Records Block Start
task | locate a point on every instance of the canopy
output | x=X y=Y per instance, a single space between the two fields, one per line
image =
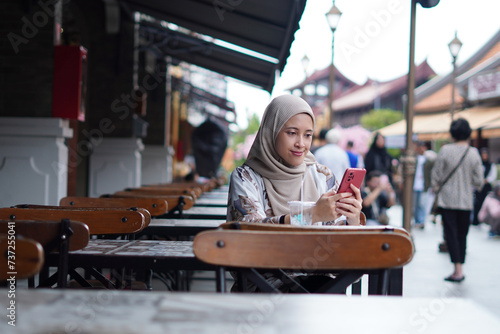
x=437 y=126
x=259 y=26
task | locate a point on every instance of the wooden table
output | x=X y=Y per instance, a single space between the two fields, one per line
x=136 y=254
x=204 y=212
x=130 y=312
x=180 y=227
x=208 y=201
Records Block End
What you are asked to do: All of the data, minus its pictures, should be repeated exactly.

Exercise output:
task | locate a point on every instance of the canopy
output | x=X y=Y per instance, a single space between the two fields, one per line
image =
x=437 y=126
x=259 y=26
task | locate a point on every instance of the wooden table
output | x=X y=Y per instance, a single space between the two fields, one per line
x=136 y=254
x=204 y=212
x=130 y=312
x=180 y=227
x=208 y=201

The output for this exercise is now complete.